§ Written exercise
Return, word for word, the rows below from the line with "uniform and draw a box around each match." to the line with "[290,104,383,120]", including both of those lines and nothing else.

** Begin Provided data **

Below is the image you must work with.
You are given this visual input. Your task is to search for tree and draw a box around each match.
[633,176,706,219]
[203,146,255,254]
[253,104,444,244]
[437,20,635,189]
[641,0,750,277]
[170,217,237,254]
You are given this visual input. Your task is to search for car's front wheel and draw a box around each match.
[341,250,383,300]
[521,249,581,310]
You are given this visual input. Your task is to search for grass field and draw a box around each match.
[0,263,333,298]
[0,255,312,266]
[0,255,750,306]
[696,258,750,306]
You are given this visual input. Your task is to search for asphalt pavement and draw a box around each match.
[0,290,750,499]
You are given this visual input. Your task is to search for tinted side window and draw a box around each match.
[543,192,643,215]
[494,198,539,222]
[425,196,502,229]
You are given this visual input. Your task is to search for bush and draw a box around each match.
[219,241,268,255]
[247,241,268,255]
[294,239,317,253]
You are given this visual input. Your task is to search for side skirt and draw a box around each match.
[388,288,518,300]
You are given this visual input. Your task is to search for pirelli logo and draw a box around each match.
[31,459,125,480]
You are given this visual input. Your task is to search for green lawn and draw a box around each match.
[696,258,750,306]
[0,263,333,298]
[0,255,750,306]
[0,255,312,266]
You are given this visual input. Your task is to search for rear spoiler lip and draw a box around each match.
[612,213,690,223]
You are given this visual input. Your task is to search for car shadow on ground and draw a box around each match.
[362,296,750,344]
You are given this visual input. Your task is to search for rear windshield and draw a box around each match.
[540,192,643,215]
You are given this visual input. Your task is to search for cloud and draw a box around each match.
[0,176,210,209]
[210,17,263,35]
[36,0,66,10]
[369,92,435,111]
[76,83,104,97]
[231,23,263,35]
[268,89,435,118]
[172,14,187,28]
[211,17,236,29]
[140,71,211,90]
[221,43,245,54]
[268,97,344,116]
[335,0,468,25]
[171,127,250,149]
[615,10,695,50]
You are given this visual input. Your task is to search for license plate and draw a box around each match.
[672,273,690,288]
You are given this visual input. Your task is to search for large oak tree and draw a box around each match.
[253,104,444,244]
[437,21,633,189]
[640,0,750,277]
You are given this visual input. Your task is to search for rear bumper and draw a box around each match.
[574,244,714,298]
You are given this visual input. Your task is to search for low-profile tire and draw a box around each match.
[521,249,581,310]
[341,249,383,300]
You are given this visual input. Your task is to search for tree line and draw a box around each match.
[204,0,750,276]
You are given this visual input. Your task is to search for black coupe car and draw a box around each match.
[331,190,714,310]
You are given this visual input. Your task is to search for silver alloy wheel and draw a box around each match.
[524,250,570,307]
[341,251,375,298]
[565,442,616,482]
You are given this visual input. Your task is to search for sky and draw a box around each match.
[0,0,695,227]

** End Provided data **
** Begin Provided data **

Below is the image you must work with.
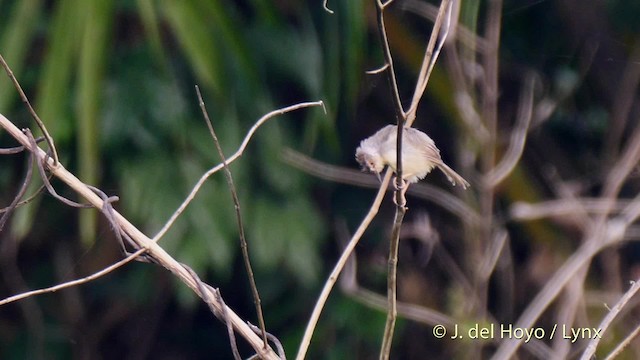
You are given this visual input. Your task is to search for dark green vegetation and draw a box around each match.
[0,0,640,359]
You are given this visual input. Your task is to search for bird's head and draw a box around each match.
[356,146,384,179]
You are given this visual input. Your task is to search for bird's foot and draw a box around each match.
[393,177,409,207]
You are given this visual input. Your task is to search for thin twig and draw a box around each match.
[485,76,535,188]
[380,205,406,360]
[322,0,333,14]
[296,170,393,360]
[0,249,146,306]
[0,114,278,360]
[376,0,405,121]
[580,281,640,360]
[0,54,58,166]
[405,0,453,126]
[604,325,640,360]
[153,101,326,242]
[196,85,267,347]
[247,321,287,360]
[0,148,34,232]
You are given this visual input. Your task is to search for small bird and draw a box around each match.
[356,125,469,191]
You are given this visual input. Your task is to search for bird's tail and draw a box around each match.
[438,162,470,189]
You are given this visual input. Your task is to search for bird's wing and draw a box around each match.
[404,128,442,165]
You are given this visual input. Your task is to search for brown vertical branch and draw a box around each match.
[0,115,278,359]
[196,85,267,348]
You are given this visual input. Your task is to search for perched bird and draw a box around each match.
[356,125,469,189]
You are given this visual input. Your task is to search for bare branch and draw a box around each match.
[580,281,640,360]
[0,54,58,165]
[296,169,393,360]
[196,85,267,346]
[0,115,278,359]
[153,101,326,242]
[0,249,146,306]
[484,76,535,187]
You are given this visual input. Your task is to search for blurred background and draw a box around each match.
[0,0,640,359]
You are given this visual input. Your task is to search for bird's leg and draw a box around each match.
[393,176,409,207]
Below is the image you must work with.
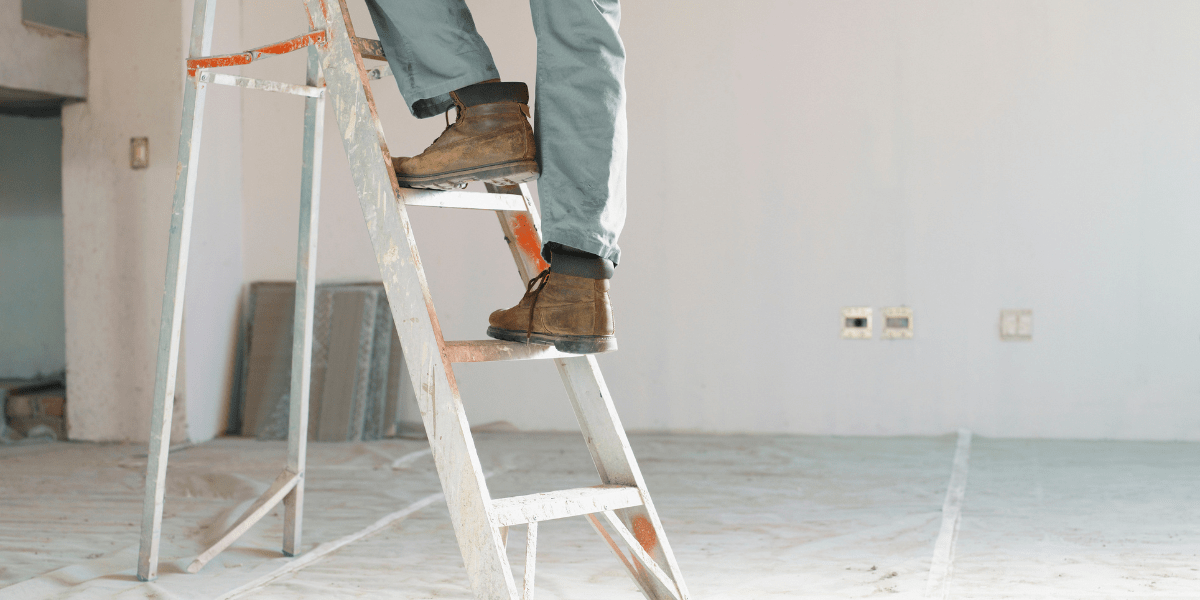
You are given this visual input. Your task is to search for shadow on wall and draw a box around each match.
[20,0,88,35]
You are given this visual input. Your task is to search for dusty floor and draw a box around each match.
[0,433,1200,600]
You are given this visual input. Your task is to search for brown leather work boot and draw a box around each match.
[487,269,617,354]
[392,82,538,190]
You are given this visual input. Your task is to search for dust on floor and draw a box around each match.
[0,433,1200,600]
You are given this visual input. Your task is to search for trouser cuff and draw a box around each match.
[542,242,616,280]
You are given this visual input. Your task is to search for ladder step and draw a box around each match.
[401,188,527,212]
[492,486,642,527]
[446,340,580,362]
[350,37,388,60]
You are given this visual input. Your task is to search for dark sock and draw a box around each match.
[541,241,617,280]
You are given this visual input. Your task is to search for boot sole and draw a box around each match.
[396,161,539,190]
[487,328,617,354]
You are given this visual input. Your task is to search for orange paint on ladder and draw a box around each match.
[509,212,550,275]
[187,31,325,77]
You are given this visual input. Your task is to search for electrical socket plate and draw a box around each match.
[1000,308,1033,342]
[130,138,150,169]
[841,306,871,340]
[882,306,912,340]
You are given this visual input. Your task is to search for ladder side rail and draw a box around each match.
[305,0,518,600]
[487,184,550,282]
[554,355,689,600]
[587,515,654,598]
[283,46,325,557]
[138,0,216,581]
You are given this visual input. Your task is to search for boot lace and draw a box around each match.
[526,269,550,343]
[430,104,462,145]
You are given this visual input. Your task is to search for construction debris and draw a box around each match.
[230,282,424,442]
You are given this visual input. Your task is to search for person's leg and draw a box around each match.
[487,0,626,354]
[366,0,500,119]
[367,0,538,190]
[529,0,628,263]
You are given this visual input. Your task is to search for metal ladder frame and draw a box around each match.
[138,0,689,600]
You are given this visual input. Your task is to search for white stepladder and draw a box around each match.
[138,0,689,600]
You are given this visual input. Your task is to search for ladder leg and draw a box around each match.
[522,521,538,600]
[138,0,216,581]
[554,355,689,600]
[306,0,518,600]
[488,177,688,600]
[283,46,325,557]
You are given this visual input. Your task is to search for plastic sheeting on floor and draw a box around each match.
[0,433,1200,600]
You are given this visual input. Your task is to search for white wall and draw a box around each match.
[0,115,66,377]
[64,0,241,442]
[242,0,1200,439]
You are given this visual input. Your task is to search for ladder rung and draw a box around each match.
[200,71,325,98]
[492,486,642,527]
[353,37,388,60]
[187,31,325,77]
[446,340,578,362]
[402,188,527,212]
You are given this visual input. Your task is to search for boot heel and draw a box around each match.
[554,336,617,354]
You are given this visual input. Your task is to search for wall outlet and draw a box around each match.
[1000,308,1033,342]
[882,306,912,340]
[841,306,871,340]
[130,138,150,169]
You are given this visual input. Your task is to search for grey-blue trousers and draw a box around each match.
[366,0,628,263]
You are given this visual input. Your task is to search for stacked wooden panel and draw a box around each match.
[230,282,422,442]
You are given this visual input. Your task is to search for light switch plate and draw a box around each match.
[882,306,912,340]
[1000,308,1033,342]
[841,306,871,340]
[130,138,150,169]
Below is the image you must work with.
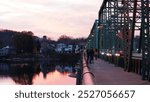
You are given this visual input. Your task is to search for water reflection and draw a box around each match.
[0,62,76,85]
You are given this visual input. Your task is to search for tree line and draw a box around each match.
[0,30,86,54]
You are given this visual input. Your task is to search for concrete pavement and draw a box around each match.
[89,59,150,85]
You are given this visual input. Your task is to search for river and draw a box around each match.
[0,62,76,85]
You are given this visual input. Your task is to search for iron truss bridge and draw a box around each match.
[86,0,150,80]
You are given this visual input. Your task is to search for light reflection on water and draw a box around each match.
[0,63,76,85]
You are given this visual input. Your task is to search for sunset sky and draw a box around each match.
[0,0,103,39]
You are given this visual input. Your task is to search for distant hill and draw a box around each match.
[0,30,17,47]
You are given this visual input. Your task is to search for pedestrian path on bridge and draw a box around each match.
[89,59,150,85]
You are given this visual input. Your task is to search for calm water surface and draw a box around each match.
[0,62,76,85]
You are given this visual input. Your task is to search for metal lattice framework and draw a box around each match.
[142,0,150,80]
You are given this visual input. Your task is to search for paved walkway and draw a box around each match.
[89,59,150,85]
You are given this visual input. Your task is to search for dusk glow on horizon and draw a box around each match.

** End Provided data **
** Begin Provided data **

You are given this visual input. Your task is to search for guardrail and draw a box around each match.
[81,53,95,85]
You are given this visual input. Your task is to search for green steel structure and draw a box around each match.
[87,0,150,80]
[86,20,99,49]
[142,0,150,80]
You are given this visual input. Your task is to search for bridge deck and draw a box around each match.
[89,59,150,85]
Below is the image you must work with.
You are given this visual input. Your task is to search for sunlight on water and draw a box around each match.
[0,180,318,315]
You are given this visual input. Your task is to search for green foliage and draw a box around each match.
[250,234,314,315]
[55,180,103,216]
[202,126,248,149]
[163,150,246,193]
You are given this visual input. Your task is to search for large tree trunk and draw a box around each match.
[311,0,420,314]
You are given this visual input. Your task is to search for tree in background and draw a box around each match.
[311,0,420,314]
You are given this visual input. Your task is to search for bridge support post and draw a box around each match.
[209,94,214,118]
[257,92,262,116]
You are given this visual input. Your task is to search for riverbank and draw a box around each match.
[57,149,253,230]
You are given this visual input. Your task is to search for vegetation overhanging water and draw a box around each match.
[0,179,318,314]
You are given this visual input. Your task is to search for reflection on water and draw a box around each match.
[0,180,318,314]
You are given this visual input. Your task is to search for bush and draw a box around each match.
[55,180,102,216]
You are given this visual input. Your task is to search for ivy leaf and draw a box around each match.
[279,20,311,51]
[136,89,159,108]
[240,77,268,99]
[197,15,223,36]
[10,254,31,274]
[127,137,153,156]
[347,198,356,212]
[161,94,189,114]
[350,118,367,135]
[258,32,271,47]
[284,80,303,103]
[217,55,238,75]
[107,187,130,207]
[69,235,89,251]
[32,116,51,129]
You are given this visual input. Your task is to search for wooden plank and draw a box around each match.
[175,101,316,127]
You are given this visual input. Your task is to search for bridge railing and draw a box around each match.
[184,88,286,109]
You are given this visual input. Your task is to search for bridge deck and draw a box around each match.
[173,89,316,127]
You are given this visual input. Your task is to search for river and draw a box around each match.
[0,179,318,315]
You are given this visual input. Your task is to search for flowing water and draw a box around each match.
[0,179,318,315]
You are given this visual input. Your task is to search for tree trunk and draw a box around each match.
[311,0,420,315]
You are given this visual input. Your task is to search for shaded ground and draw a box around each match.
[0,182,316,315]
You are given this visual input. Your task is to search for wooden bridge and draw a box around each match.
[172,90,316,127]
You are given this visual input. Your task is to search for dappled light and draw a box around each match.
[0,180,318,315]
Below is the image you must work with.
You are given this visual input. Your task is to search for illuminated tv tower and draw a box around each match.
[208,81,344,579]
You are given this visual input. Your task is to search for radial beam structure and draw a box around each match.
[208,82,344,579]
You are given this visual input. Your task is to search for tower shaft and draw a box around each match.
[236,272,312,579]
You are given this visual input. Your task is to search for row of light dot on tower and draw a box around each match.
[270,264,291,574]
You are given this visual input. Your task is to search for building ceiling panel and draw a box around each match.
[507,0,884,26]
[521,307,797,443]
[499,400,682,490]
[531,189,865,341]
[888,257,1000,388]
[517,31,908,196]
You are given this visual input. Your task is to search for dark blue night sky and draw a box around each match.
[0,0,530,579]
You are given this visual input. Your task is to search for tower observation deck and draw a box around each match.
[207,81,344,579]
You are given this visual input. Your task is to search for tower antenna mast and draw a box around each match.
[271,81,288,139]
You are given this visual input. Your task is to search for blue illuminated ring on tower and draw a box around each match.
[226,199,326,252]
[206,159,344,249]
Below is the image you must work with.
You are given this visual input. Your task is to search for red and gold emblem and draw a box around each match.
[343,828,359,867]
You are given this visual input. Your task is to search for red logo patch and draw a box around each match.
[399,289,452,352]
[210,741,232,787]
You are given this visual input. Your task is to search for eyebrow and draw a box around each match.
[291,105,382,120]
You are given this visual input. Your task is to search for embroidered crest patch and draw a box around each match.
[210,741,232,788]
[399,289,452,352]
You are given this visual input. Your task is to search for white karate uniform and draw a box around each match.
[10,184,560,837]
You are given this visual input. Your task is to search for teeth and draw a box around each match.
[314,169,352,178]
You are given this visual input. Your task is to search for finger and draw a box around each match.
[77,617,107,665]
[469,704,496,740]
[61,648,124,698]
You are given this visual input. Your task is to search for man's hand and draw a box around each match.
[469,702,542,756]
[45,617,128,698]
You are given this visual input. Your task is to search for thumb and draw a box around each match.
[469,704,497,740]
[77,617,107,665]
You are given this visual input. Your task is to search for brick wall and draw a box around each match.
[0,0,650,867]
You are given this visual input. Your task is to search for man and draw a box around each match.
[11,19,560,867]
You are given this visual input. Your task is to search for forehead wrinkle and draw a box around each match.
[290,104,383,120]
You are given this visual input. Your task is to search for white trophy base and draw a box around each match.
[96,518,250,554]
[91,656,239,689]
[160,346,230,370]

** End Provided data **

§ Answer for the task
You are given this visual input. Your task is to search for white karate uniform and draw a box around each match.
[10,184,560,837]
You are given this visual input. Your task is to search for teeth and draw a box around each match.
[314,169,352,178]
You are given this visual input. Your task is to search for finger and draw a box around each match.
[77,617,107,665]
[469,704,496,740]
[61,648,124,698]
You are given this visual input. Your task is to search for man's hand and draw a box around each match.
[469,702,542,756]
[45,617,128,698]
You are given this visual input. Your task is to search for thumb and draw a box around each match.
[469,704,497,740]
[77,617,107,665]
You are given this visual input. Your task is to search for brick wall and draw a box around each match.
[0,0,650,867]
You are given this visual input. Your task is to search for man and draw a box around each match.
[11,19,560,867]
You are given this visual input. Your task is to search for forehead wrinkle and draw a box around each match.
[290,104,383,120]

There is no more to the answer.